Reproduce precisely the lines of the listing below, starting with the line that contains "An <instance> block" and stopping after the line that contains "positive clicks: (132, 384) (150, 398)"; include nothing else.
*** Opening Raw data ***
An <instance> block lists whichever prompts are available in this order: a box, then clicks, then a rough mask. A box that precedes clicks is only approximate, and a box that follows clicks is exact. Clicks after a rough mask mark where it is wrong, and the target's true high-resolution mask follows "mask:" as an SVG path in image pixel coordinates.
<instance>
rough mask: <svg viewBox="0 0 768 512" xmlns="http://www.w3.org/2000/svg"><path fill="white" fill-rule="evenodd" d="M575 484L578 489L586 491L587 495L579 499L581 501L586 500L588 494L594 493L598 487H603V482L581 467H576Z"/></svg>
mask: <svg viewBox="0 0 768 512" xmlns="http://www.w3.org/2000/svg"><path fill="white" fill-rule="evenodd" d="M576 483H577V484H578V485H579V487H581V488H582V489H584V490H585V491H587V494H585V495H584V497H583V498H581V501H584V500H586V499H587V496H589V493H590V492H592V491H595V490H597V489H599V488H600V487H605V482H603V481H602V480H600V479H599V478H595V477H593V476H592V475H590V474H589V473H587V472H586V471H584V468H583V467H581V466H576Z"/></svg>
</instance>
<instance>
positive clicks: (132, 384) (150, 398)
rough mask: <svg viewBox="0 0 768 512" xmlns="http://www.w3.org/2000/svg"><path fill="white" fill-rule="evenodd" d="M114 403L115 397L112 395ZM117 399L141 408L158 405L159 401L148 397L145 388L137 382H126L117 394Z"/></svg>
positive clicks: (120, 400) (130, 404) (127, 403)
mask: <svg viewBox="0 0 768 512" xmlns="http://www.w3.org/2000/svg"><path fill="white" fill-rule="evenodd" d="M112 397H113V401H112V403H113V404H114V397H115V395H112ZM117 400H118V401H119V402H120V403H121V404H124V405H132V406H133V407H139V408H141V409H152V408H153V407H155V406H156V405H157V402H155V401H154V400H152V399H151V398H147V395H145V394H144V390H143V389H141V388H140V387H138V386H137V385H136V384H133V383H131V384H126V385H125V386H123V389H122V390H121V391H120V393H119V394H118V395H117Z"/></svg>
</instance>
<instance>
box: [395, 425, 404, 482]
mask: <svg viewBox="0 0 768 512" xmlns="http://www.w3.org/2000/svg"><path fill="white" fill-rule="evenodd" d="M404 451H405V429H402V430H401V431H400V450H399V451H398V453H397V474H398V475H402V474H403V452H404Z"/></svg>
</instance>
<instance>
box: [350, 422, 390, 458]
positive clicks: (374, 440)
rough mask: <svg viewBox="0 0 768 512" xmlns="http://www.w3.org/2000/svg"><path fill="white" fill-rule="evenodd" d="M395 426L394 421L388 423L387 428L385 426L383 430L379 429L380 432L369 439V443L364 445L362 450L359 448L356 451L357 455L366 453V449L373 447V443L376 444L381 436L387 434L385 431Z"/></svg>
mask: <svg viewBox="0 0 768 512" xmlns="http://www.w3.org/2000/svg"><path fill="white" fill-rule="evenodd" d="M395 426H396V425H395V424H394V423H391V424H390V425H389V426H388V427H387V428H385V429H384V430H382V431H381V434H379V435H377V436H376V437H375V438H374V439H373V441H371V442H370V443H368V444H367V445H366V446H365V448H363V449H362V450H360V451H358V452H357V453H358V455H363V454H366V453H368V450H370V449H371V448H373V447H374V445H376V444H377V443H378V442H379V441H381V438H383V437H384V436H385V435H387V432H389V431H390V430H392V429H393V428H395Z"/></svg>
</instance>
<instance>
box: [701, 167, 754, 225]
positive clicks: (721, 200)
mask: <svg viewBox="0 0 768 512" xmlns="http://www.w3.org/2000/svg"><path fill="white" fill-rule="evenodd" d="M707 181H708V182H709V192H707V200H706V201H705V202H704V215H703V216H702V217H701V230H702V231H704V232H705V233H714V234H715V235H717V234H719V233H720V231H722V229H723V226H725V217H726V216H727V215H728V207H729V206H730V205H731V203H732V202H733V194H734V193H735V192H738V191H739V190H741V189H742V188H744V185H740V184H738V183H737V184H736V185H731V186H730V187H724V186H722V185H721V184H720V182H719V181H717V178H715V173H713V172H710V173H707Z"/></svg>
*** Closing Raw data ***
*** Opening Raw data ***
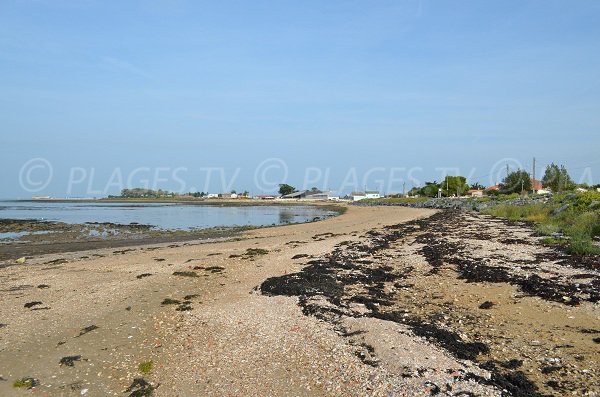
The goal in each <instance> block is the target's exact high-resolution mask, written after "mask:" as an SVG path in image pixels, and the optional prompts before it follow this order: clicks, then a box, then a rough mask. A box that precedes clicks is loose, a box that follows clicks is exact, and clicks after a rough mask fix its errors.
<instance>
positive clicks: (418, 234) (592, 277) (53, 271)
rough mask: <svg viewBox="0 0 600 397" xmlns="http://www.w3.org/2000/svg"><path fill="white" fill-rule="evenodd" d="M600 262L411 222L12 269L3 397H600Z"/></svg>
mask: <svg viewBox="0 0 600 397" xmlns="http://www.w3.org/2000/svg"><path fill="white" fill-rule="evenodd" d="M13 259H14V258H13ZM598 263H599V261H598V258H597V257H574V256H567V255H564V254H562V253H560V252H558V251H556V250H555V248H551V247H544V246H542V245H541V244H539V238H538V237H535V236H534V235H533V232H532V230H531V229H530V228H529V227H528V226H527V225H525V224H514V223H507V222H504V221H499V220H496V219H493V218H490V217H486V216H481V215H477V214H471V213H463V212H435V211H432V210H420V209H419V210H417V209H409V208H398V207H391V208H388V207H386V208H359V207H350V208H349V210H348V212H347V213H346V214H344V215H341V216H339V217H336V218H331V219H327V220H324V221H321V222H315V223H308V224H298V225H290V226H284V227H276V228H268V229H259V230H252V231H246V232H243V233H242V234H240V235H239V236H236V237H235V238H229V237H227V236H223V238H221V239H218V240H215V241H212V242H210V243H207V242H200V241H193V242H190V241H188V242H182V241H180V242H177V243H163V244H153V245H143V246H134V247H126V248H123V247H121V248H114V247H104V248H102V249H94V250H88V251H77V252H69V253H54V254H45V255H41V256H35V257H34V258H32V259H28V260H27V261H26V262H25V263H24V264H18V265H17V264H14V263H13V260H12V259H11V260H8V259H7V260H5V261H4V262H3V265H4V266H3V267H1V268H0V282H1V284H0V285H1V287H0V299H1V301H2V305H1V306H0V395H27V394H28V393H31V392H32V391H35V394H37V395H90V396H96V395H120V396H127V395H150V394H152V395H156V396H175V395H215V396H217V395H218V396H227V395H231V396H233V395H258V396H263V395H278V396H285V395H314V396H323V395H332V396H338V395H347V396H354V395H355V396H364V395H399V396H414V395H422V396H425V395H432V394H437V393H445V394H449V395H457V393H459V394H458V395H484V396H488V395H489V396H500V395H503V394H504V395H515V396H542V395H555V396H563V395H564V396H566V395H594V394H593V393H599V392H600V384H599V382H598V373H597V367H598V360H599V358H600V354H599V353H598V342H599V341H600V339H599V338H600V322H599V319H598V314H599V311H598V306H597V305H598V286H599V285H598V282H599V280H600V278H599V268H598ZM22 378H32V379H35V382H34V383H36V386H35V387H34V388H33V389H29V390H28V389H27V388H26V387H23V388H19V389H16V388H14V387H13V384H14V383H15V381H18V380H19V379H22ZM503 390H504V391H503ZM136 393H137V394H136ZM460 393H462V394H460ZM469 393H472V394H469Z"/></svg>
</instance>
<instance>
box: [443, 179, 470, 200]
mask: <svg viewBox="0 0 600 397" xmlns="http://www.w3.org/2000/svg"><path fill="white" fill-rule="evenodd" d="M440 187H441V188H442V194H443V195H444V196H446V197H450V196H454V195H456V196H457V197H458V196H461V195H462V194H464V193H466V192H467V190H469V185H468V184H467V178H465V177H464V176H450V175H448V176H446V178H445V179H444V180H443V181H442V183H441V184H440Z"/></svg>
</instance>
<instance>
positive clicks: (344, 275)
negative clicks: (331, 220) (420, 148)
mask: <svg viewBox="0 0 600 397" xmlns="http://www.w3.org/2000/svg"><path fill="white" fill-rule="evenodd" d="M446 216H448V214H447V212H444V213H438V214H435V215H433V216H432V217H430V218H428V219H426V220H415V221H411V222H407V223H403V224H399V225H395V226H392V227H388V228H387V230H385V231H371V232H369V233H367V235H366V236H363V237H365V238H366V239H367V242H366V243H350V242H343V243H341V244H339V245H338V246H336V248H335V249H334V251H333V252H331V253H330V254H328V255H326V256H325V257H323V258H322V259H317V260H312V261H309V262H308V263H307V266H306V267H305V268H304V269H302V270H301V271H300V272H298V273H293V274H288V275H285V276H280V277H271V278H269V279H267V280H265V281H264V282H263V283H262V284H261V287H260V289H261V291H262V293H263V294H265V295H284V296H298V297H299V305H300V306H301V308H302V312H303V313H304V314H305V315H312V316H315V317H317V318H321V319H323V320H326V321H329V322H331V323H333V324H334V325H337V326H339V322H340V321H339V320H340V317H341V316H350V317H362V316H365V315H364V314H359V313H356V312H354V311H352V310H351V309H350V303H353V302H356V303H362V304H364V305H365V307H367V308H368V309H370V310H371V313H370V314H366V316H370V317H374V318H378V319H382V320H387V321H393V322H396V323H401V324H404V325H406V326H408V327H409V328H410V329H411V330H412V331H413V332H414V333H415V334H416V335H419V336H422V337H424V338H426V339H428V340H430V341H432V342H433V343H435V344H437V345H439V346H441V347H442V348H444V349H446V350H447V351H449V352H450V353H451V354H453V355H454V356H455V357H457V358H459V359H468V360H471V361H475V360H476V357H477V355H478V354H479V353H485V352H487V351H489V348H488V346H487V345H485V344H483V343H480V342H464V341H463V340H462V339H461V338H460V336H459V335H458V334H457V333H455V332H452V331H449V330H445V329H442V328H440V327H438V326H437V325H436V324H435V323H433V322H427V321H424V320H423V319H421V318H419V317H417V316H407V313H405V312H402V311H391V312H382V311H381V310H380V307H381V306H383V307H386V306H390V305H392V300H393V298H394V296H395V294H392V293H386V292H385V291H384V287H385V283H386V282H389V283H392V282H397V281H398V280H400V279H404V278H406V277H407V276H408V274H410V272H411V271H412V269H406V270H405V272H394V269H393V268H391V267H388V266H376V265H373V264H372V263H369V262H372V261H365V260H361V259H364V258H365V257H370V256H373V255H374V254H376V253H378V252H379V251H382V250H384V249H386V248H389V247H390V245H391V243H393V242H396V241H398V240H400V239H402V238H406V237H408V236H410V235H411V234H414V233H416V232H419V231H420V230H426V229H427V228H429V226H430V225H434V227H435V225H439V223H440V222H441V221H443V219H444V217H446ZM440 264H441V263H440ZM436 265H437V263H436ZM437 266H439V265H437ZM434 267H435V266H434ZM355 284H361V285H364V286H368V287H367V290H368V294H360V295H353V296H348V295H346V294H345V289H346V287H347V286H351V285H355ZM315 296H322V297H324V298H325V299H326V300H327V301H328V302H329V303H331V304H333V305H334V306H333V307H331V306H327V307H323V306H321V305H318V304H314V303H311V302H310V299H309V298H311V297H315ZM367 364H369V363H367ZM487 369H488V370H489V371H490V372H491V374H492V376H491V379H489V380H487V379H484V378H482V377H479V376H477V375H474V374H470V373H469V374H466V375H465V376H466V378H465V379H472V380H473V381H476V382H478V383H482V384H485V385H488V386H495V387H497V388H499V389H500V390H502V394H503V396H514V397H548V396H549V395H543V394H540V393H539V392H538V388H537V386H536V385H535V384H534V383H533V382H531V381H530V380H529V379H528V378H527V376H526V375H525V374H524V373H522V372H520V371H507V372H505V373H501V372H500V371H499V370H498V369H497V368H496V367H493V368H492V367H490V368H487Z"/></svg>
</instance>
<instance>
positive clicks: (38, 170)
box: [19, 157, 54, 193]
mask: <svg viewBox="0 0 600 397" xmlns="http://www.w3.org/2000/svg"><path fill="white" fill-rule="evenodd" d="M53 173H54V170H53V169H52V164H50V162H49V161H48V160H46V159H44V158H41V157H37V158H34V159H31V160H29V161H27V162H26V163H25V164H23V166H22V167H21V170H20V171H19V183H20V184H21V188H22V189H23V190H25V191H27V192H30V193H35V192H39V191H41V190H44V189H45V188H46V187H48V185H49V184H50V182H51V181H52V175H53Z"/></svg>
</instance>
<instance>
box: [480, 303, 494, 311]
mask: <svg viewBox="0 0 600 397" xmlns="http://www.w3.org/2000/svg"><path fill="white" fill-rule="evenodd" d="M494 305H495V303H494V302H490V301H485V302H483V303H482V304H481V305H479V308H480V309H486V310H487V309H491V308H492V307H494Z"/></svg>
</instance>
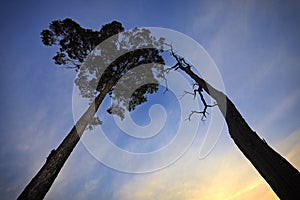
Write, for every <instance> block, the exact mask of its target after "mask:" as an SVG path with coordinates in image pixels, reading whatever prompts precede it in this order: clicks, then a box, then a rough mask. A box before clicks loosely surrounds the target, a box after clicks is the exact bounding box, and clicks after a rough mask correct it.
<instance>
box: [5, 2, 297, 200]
*** Closing Raw data ***
*** Opening Raw data ***
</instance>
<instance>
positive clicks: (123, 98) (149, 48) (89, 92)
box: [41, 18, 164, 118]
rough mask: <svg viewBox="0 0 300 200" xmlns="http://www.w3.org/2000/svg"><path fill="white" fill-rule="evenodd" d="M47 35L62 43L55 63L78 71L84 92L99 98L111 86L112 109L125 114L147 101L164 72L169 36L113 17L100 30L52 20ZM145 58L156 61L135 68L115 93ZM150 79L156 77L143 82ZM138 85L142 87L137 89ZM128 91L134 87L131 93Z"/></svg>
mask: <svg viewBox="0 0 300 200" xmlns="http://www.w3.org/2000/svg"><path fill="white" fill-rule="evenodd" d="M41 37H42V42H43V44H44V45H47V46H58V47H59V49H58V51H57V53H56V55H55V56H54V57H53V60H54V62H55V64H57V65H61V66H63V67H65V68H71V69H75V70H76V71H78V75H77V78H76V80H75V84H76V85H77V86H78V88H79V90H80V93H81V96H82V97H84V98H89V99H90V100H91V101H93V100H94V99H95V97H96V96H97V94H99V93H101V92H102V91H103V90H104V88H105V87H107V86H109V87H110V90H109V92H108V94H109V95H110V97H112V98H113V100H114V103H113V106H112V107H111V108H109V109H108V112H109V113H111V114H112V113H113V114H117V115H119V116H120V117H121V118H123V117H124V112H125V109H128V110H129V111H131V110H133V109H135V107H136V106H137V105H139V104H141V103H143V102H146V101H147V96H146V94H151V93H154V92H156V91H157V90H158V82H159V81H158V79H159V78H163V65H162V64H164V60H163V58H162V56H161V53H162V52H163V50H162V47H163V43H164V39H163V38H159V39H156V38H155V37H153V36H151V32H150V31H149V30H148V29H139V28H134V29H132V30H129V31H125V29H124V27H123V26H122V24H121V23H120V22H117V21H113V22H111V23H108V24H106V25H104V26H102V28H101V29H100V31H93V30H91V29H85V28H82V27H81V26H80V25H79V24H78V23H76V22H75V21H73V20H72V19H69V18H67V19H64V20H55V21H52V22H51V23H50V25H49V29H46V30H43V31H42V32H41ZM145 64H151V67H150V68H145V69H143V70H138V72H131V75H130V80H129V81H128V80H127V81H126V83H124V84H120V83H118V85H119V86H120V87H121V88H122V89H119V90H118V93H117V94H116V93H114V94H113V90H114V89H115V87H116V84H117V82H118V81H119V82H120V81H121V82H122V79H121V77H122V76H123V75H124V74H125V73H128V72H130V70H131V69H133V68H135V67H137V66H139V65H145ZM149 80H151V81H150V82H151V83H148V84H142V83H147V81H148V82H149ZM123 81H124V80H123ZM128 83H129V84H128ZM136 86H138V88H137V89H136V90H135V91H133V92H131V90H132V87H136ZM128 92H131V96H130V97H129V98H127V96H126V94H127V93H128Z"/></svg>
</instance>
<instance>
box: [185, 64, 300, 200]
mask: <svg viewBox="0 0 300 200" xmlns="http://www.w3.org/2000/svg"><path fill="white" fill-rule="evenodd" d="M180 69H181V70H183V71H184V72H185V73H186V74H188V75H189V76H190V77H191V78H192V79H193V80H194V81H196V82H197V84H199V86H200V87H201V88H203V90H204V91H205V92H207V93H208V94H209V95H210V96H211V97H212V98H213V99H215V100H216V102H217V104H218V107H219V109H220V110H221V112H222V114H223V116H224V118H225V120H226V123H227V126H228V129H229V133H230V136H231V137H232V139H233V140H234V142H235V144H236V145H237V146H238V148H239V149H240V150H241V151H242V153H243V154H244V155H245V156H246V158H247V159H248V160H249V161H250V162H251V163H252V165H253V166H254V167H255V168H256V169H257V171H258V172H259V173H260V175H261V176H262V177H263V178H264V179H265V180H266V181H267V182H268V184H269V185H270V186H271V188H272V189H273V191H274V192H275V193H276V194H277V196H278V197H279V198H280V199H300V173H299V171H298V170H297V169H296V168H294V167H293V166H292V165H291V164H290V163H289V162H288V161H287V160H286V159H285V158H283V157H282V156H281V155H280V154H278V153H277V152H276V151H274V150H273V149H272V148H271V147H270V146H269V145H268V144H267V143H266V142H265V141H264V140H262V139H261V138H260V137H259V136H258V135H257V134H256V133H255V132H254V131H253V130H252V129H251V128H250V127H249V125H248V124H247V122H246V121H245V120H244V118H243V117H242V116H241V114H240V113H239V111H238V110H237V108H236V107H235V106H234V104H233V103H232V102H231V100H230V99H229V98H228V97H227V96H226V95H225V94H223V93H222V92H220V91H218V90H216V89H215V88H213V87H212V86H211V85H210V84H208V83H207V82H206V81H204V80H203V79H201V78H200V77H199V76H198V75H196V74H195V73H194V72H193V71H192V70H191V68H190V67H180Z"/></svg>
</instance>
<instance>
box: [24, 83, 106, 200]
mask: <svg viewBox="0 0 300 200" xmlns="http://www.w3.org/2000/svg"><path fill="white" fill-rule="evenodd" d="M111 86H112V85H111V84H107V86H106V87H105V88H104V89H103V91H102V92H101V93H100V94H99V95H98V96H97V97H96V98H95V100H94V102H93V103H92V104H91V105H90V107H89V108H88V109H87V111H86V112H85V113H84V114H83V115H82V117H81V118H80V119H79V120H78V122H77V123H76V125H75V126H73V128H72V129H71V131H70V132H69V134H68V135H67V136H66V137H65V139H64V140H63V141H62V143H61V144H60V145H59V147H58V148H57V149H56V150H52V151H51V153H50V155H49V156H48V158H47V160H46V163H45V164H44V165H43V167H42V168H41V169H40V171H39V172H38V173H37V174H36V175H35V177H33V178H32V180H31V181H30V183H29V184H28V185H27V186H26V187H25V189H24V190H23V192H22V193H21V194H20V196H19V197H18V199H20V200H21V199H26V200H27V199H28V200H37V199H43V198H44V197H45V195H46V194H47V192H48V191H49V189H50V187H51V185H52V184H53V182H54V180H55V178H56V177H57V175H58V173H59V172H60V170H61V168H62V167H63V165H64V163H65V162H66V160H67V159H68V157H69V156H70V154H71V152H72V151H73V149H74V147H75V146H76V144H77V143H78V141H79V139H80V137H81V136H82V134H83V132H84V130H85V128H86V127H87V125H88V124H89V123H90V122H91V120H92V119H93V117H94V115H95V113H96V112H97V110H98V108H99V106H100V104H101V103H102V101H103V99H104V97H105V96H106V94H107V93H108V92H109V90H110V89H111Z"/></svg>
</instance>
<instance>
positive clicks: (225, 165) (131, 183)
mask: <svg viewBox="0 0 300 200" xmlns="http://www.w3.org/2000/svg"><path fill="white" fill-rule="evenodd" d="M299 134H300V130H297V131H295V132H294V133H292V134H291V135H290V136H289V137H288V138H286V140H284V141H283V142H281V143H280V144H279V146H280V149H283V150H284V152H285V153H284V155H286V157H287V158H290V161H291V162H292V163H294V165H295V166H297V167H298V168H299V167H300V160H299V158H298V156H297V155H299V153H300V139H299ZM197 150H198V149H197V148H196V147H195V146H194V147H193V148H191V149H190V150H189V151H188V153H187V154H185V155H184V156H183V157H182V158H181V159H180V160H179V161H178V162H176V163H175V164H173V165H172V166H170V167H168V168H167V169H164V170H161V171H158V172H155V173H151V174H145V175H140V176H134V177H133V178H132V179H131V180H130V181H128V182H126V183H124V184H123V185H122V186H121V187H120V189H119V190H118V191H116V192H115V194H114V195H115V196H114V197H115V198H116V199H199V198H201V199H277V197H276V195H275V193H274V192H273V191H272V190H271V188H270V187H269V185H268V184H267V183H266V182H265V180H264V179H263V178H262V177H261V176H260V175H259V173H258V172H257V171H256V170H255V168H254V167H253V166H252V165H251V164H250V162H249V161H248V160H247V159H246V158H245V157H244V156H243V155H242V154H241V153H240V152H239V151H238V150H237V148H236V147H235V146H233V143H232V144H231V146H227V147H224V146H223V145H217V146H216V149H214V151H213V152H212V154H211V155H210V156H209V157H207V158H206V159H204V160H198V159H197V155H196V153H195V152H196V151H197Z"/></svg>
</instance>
*** Closing Raw data ***
Expected answer:
An <instance> block lists whichever prompts are available in this order: a box, then clicks, then a rough mask. A box that precedes clicks is only approximate, and a box that follows clicks is exact. Clicks after a rough mask mark where it is wrong, and the target's true high-resolution mask follows "mask:" as an SVG path in image pixel coordinates.
<instance>
rough mask: <svg viewBox="0 0 768 512" xmlns="http://www.w3.org/2000/svg"><path fill="white" fill-rule="evenodd" d="M575 484L578 489L586 491L587 495L579 499L581 501L586 500L588 494L594 493L598 487H603V482L581 467H576Z"/></svg>
mask: <svg viewBox="0 0 768 512" xmlns="http://www.w3.org/2000/svg"><path fill="white" fill-rule="evenodd" d="M576 483H577V484H578V485H579V487H581V488H582V489H584V490H585V491H587V494H585V495H584V497H583V498H581V501H584V500H586V499H587V496H589V493H590V492H592V491H595V490H597V489H599V488H600V487H605V482H603V481H602V480H600V479H599V478H595V477H593V476H592V475H590V474H589V473H587V472H586V471H584V468H583V467H581V466H576Z"/></svg>
</instance>
<instance>
positive clicks: (132, 384) (150, 398)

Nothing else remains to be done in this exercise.